* _Set problem_: Render the entries below as a two-column CSV with the headers "instruction" and "coordinates", one row per entry, putting each entry's text and its answer in a single quoted field apiece with line breaks replaced by spaces. Omit the pictures.

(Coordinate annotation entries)
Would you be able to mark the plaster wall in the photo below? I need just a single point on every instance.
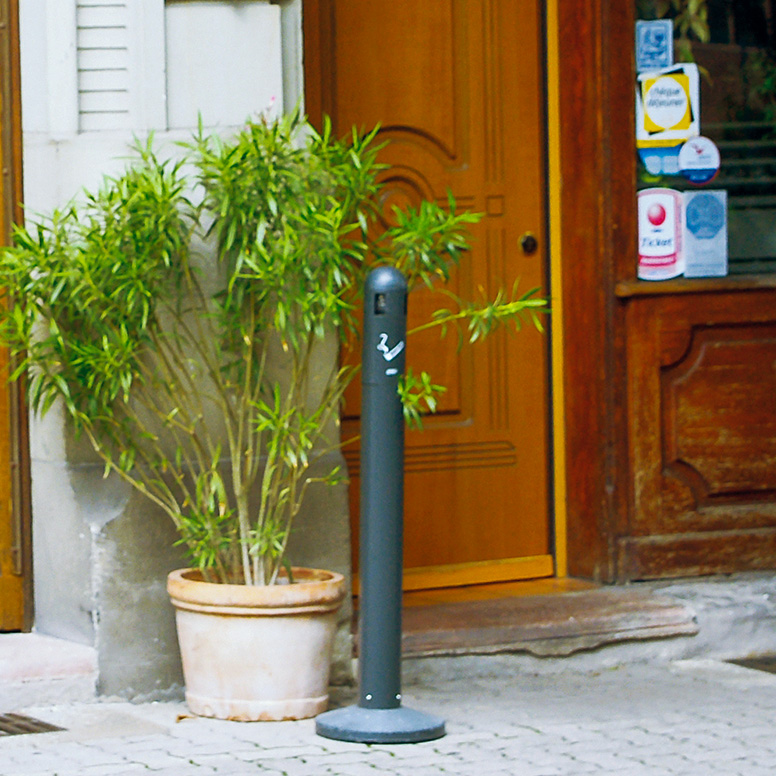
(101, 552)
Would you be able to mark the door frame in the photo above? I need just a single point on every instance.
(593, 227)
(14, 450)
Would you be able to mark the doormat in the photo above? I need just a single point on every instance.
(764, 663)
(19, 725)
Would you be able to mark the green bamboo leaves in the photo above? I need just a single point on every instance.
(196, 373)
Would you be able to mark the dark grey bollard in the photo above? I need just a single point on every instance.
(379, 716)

* _Output for this task_:
instruction,coordinates
"Would you be able to mark the plaster wall in the photo below? I need just a single point on every instance.","(101, 552)"
"Would you be able to mark the door frame in the photo above? I need just a single point on every instance.","(593, 227) (14, 450)"
"Would you be able to mark the doormat in the photo above? I need just a single point on every instance.","(764, 663) (19, 725)"
"Would you be able to mark the green bamboo leaves in the photo above? I need just a single point on every instance.","(196, 373)"
"Would you be able to mark the dark grey bollard in the photo above? I need just a single point on every instance.","(379, 716)"